◆ **TEXTE SOURCE**:
____
Par Franck OLIVIER – Conseiller Municipal à SAGY de 2014 à 2020
Citoyen de proposition

Le ru de Saillancourt (deuxième partie) : « Chacun des territoires doit définir ses leviers d’adaptation par rapport à l’évolution du climat et à ses conséquences » R. Dantec

Cet article fait suite à la publication : https://www.regard-sur-sagy.fr/le-ru-de-saillancourt-1ere-partie/ en décembre 2020

Après une période de sécheresse et la baisse du niveau des nappes phréatiques, de nombreuses régions ont subi des précipitations importantes conduisant à des inondations catastrophiques.

En novembre 2023, dans le Pas de Calais, les rues de nombreuses communes se sont transformées en torrents, provoquant d’importants dégâts jusqu’à l’intérieur des habitations.

Afin de prévenir les dégâts causés par ces aléas climatiques, de plus en plus d’acteurs politiques pointent la nécessité de rénover et de redimensionner les réseaux hydrauliques dans les zones sensibles et urbanisées.

Mr Ronan Dantec, co-auteur du Rapport d’information « Adapter la France aux dérèglements climatiques à l’horizon 2050 : urgence déclarée », sénateur de la Loire-Atlantique, vice-président de la commission de l’Aménagement du territoire et du Développement durable, souligne le  rôle majeur des PCAET, Plans Climat-Air-Energie Territoriaux :

« Il faut comprendre qu’une des bases des effets du réchauffement climatique repose sur le fait que des événements qui étaient peu probables et peu prévisibles sont en train de devenir beaucoup plus probables.
____
◆ **DONNÉES AFFICHÉES**:

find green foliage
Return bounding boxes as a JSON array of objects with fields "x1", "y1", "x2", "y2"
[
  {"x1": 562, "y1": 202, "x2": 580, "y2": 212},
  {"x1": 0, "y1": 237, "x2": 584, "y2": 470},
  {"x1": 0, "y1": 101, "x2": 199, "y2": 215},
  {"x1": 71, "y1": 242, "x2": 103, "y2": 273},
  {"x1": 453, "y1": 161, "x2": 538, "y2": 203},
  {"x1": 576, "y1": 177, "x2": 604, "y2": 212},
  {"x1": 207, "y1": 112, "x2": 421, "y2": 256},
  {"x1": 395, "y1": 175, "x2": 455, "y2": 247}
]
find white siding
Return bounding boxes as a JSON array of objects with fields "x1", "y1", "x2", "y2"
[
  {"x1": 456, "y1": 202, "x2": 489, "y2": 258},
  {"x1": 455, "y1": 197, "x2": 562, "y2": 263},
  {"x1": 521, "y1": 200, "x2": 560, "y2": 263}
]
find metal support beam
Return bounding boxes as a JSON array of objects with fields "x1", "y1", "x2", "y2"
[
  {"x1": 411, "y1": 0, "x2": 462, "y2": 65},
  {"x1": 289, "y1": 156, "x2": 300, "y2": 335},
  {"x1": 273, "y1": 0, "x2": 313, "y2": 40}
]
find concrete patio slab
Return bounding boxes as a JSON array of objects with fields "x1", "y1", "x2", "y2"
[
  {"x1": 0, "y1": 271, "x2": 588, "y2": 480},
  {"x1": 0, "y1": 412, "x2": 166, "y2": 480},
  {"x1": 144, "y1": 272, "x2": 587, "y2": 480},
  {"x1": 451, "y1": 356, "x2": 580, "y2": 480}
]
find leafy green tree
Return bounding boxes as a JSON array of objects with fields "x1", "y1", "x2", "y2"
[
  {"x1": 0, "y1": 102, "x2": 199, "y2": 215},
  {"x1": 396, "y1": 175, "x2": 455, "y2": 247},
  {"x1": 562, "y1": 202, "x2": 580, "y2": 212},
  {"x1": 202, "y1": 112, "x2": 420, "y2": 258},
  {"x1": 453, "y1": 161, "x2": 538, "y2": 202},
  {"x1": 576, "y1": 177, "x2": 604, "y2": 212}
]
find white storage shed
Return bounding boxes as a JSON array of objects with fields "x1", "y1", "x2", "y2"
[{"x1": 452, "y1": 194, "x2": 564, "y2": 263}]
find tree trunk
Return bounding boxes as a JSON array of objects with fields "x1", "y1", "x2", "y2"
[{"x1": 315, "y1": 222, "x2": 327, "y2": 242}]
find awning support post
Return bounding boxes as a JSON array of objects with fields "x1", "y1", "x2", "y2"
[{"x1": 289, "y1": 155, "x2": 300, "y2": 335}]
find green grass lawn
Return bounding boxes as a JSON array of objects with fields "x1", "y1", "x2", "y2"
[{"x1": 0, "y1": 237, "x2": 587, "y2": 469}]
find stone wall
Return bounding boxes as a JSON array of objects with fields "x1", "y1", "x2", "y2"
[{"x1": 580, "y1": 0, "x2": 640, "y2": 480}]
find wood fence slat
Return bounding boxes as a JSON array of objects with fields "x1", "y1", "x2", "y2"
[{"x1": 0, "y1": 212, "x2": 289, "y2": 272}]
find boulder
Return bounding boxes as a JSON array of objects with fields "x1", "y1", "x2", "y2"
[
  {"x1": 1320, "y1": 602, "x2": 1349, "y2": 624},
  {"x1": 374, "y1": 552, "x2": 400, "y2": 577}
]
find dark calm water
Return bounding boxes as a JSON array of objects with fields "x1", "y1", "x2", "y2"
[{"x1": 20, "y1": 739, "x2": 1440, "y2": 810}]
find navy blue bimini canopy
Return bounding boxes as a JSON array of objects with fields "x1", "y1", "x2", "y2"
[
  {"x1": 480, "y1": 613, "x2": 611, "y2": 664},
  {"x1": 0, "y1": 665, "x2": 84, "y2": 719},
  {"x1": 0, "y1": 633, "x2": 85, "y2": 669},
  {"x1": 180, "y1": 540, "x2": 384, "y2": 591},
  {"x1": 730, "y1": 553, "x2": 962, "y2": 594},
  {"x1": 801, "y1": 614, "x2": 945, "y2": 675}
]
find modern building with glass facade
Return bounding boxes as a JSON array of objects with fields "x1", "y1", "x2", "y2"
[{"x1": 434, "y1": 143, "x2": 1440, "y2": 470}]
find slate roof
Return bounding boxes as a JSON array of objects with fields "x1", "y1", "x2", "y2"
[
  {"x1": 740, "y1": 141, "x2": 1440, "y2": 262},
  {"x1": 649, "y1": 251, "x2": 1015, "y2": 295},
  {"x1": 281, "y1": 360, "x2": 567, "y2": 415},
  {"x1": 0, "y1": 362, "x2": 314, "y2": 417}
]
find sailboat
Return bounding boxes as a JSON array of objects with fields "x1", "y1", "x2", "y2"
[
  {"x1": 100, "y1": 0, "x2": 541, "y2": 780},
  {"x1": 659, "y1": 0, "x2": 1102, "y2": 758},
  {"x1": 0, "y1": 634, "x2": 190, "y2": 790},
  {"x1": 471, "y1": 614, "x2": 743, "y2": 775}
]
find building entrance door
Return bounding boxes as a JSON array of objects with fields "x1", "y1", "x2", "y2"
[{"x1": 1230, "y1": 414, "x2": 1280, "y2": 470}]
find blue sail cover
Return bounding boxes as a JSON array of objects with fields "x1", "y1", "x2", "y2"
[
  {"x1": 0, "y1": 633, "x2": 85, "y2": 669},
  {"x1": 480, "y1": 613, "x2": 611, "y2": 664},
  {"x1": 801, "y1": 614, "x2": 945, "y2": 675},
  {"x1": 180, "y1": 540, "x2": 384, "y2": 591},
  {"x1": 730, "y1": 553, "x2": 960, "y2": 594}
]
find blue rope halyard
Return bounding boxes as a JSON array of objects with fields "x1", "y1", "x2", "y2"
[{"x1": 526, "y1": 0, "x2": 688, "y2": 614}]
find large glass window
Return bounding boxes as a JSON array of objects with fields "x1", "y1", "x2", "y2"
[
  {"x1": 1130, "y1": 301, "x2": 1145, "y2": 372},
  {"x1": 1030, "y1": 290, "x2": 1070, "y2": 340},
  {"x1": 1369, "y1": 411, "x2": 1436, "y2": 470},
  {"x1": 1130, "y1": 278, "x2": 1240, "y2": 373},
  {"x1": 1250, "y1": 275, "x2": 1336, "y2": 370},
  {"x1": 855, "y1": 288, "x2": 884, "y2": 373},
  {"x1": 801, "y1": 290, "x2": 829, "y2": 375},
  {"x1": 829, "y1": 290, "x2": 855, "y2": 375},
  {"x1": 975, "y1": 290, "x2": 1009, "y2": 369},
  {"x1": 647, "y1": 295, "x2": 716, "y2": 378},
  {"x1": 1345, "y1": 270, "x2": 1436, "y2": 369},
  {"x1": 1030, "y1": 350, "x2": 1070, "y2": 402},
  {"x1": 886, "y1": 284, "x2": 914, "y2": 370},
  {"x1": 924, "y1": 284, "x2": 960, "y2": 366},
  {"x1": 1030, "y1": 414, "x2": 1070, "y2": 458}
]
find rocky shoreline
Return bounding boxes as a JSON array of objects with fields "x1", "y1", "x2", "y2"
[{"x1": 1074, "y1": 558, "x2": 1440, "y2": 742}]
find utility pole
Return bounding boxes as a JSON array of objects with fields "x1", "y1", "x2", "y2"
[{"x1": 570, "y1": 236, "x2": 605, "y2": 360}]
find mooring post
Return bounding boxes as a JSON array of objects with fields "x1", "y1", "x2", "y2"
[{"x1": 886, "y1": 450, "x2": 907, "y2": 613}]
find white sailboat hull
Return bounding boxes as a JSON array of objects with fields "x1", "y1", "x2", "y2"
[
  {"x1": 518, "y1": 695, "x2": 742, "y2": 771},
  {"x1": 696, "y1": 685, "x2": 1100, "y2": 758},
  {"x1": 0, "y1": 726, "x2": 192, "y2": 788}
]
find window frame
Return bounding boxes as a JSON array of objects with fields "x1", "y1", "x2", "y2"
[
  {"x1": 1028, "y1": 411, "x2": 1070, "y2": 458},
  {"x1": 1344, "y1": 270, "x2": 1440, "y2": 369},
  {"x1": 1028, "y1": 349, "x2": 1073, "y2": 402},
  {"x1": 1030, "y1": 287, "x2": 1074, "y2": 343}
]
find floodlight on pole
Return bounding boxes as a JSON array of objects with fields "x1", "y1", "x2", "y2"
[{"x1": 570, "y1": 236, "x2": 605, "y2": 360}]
____
◆ **À COMPLÉTER**:
a) Selon le texte source, de quel département Ronan Dantec est-il sénateur ?
b) Réécrivez toutes les lignes de la liste, de celle qui contient « find floodlight on pole » jusqu'à la fin de la liste. Augmentez de 19 chaque coordonnée.

◆ **BONNES RÉPONSES**:
a) De la Loire-Atlantique.

b)
find floodlight on pole
Return bounding boxes as a JSON array of objects with fields "x1", "y1", "x2", "y2"
[{"x1": 589, "y1": 255, "x2": 624, "y2": 379}]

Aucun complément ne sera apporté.